WHAT IS NEEDED: Among the lines of the records, find all that carry the word "white" and copy them.

MATERIALS PROVIDED:

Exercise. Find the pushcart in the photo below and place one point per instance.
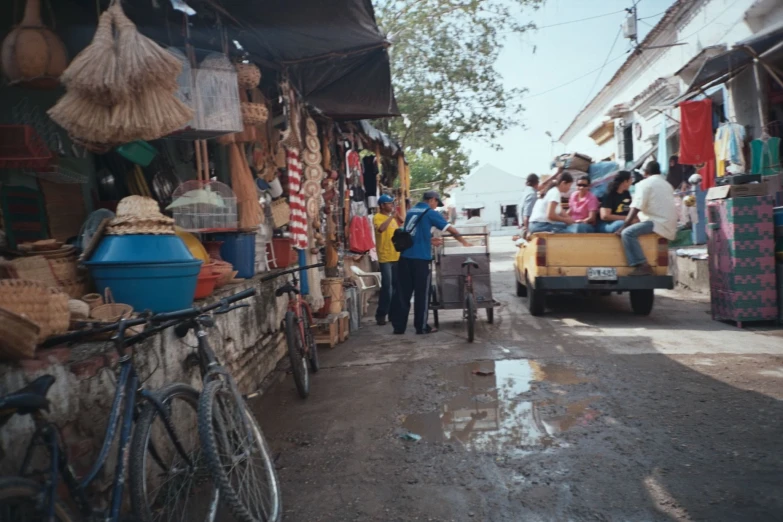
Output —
(462, 277)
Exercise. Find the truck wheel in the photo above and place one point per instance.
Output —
(642, 301)
(535, 299)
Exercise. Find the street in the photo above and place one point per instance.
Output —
(587, 413)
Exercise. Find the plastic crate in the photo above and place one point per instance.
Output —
(22, 148)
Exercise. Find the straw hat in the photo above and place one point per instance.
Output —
(139, 215)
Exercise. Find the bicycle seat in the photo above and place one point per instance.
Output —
(29, 399)
(469, 262)
(286, 289)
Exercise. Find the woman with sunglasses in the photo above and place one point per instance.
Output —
(583, 208)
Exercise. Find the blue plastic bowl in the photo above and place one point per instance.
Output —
(137, 249)
(159, 287)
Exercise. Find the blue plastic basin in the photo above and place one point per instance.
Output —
(141, 249)
(159, 287)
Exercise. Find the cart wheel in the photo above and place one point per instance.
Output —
(470, 307)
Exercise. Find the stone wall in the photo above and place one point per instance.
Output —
(248, 341)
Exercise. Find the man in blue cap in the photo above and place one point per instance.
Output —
(385, 223)
(414, 269)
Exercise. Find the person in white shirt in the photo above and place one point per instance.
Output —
(653, 204)
(548, 215)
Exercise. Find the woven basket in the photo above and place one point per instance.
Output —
(45, 306)
(254, 113)
(18, 336)
(281, 213)
(248, 75)
(110, 311)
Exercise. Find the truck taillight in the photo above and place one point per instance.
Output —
(540, 252)
(663, 251)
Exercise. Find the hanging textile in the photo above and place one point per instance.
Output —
(696, 141)
(298, 224)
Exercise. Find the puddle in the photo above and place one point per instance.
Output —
(489, 415)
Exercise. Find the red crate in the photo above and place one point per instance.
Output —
(22, 148)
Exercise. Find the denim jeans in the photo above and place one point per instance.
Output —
(388, 282)
(546, 226)
(633, 250)
(580, 228)
(610, 227)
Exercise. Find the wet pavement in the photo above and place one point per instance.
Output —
(587, 413)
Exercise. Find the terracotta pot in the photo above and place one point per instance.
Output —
(32, 55)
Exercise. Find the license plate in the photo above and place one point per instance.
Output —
(602, 274)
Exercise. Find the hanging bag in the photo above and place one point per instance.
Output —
(402, 239)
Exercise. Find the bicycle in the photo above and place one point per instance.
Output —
(302, 348)
(186, 469)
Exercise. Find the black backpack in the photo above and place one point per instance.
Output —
(402, 239)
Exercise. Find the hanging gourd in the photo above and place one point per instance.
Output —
(32, 55)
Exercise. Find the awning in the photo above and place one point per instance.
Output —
(724, 66)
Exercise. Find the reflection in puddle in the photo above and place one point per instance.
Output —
(489, 415)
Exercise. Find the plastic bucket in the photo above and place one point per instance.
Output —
(239, 249)
(159, 287)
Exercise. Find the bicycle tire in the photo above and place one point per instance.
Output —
(315, 363)
(299, 364)
(20, 498)
(143, 464)
(470, 305)
(215, 435)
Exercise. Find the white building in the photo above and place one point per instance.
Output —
(690, 53)
(496, 191)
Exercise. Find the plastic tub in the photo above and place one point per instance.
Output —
(239, 249)
(141, 249)
(159, 287)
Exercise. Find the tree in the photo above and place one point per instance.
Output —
(447, 86)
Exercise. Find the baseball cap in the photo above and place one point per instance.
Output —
(432, 194)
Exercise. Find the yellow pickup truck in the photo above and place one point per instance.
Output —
(588, 263)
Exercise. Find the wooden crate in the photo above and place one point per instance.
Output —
(343, 325)
(327, 331)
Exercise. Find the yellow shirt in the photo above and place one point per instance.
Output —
(383, 244)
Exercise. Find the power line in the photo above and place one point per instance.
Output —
(598, 76)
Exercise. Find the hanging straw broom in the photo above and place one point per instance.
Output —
(94, 72)
(142, 62)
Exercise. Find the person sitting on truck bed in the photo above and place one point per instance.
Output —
(548, 215)
(653, 203)
(616, 203)
(583, 208)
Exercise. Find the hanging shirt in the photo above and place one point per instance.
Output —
(696, 141)
(654, 198)
(386, 251)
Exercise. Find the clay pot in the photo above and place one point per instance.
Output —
(32, 55)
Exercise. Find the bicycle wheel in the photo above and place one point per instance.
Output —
(470, 308)
(163, 485)
(296, 355)
(238, 455)
(23, 500)
(312, 356)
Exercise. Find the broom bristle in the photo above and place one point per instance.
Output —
(141, 61)
(94, 70)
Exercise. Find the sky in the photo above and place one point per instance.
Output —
(544, 59)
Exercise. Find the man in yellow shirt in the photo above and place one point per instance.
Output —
(385, 223)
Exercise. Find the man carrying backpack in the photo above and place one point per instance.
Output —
(413, 240)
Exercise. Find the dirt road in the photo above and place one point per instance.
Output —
(588, 413)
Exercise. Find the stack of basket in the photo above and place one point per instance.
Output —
(31, 312)
(139, 215)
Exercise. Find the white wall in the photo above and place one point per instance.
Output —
(491, 187)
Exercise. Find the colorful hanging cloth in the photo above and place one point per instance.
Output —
(296, 201)
(696, 142)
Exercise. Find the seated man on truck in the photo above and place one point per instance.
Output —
(548, 215)
(653, 204)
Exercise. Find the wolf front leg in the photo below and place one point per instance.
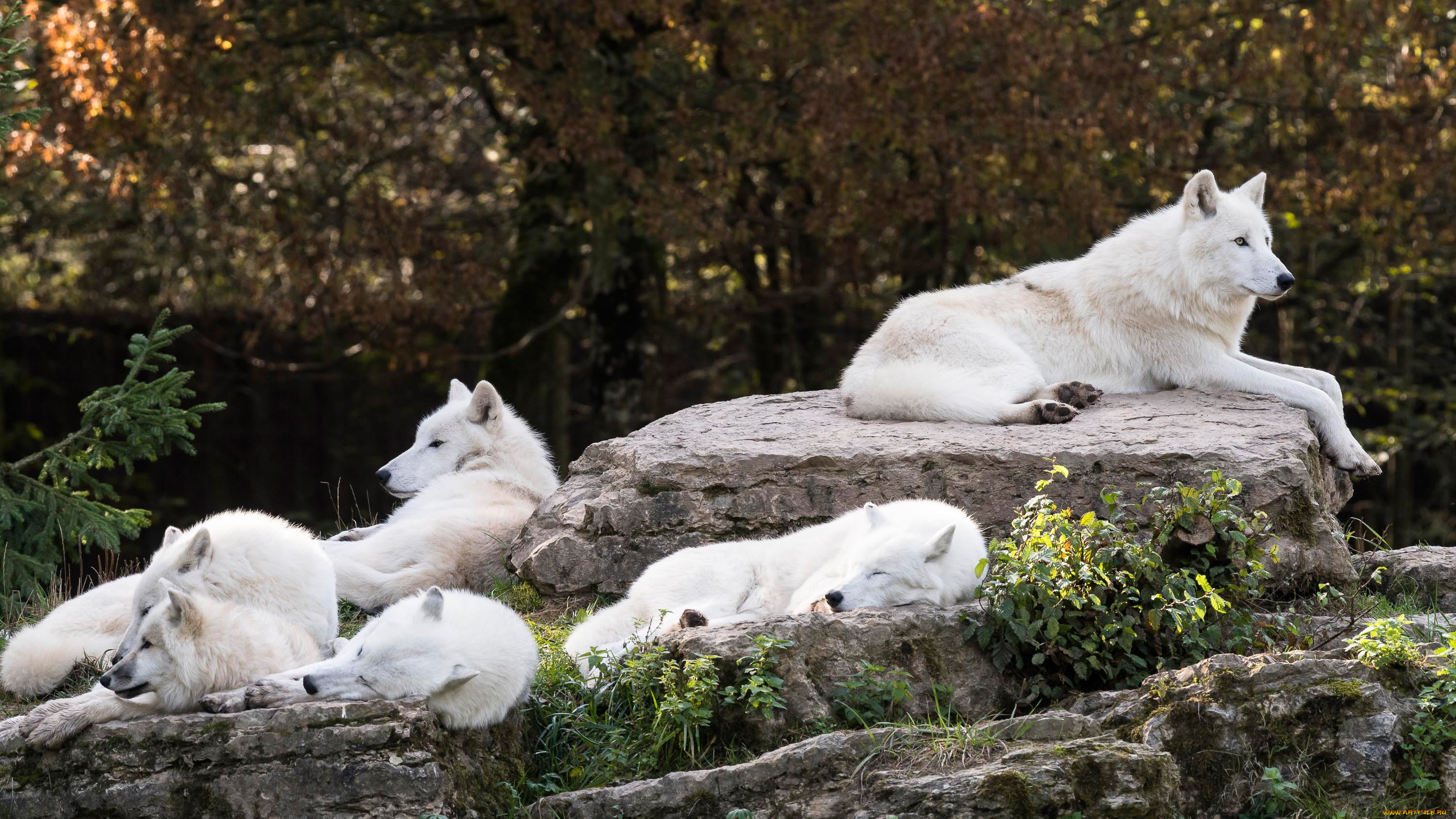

ANSWER SPACE:
Exercise. Find the person in white shirt in the photo above and place one point per instance.
Exercise. Find the white building in the photo above and place one point per instance.
Exercise. Find the white wall in the photo above and place one point per instance.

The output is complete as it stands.